** START OF Provided data **
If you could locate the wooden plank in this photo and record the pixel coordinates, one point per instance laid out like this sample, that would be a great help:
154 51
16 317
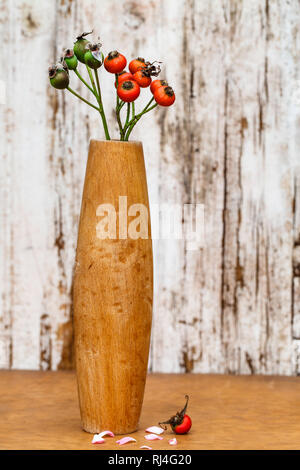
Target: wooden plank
235 412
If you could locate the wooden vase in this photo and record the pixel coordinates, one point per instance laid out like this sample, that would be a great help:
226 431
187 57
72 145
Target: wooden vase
113 292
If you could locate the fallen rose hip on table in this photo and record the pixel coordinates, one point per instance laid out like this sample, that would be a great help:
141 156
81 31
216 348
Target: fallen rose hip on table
180 423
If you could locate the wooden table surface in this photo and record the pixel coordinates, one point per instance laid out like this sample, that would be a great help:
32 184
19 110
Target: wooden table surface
39 410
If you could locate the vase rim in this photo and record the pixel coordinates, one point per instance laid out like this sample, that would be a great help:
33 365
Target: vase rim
116 141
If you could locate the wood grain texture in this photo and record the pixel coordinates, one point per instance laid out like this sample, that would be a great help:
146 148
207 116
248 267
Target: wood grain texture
113 289
231 141
228 412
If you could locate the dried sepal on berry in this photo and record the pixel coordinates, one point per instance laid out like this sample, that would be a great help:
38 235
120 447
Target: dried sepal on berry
115 62
94 57
80 46
70 59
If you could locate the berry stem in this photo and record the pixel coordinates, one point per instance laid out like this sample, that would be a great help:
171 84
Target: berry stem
83 81
81 98
101 110
118 109
128 129
128 115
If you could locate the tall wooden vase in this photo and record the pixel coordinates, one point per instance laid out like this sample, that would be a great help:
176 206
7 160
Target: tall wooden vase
113 291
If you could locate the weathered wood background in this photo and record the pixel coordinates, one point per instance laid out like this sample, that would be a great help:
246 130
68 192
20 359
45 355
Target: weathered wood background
231 141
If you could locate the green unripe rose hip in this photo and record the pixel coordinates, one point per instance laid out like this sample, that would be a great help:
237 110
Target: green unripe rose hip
59 78
70 59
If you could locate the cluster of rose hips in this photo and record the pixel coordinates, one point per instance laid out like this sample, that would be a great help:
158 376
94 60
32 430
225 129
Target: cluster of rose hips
128 84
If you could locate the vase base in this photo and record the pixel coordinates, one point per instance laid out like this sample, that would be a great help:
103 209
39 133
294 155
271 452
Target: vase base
96 430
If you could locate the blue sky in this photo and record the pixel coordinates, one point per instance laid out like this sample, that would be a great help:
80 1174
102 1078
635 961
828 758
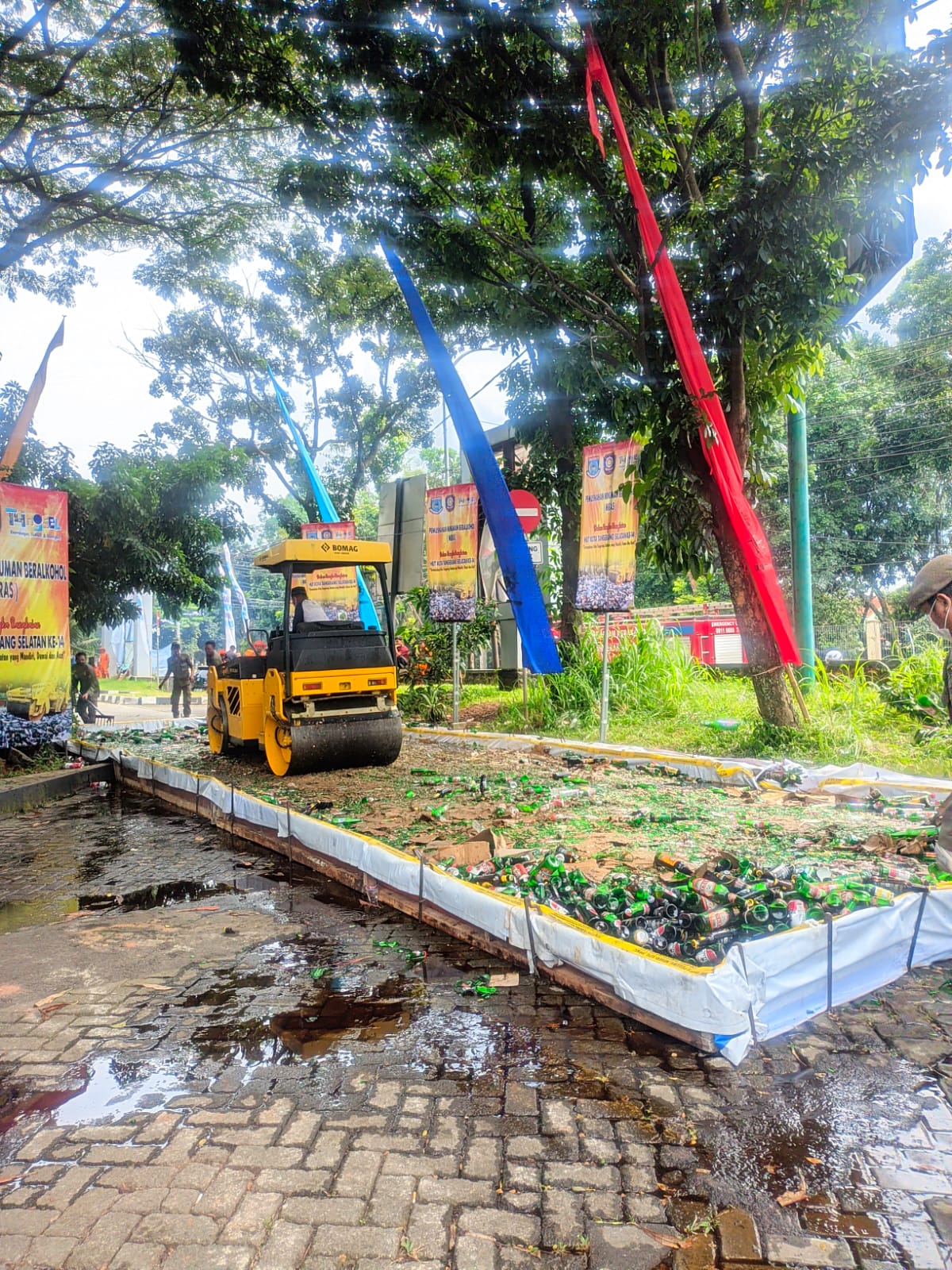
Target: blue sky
95 391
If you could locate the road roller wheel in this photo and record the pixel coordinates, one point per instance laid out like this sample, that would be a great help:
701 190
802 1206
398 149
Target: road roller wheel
278 746
333 745
217 727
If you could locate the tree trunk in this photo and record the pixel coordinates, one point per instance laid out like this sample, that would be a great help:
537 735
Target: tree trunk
765 662
559 414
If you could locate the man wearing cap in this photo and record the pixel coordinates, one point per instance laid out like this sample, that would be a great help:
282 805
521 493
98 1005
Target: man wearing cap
931 596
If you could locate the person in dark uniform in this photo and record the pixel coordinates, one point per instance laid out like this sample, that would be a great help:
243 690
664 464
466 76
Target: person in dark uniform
181 668
84 686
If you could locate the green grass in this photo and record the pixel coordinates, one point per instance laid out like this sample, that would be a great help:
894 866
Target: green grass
136 687
659 698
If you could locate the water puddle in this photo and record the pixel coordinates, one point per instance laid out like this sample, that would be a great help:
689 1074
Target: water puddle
126 852
105 1090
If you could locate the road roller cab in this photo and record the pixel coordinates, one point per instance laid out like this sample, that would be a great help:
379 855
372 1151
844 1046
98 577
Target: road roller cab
321 696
** END OF Provided data **
• **What is expected**: Copy verbatim the span that opens at the line with "If you could locate the cluster" and closes at the final line of the listing. Do not carry over any pictures.

• **Correct response**:
If you could locate the cluster of rose hips in this photo and record the pixel coordinates, one point per instance laid out like this sample, that would be a great help:
158 376
94 60
32 430
225 129
Target: cluster of rose hips
128 84
If you could locate the vase base in this photo and record the pixel coordinates, one point per instance laid out like this sample, that would be a great help:
103 209
39 133
294 155
271 452
Target: vase base
96 430
If you could locate the blue sky in this photo and record the pixel coordinates, one point per instance laid out like this sample, that would be a great help:
80 1174
102 1078
635 961
828 758
Target: blue sky
95 391
If you could locate the road roller wheel in this photo and record the pixel coordinates, one point per instance laid out like this sample, that would be a great help:
701 190
802 1206
398 149
Target: road roller wheel
278 746
333 745
217 727
If you could locate the tree trunk in this photo and record the pixel coordinates, one point per instance laid out like this sample, that would be a great help:
537 735
Target: tree trunk
765 662
559 414
If you could locate the man wearing cap in this photo and record the pixel coordinates, one point per instance laid out like this sample, that would be a great help:
282 805
521 493
98 1005
Target: man wearing cap
931 596
If you could locate the person in dark uniform in this photo and record the pixel coordinates, one point per instance laid out like this sample, that would be a great help:
243 690
664 464
466 76
Target: person in dark uniform
181 668
84 686
If you could locate the green grass in this photo and record the pixel coordinates, one point per instance laid out like this sample, that would be a great help:
894 866
Target: green grass
136 687
659 698
If you could locate the water puddle in this photo and record the pixel coordinates, one point per instance laid out like this sample, that would be a great help:
689 1074
Target: water puddle
126 852
105 1090
If you could locate the road roller cab in this photo and record the pixel coordinates, one point per instance laid out like this sample, that would be a great help:
379 855
372 1151
844 1046
98 577
Target: road roller cab
321 696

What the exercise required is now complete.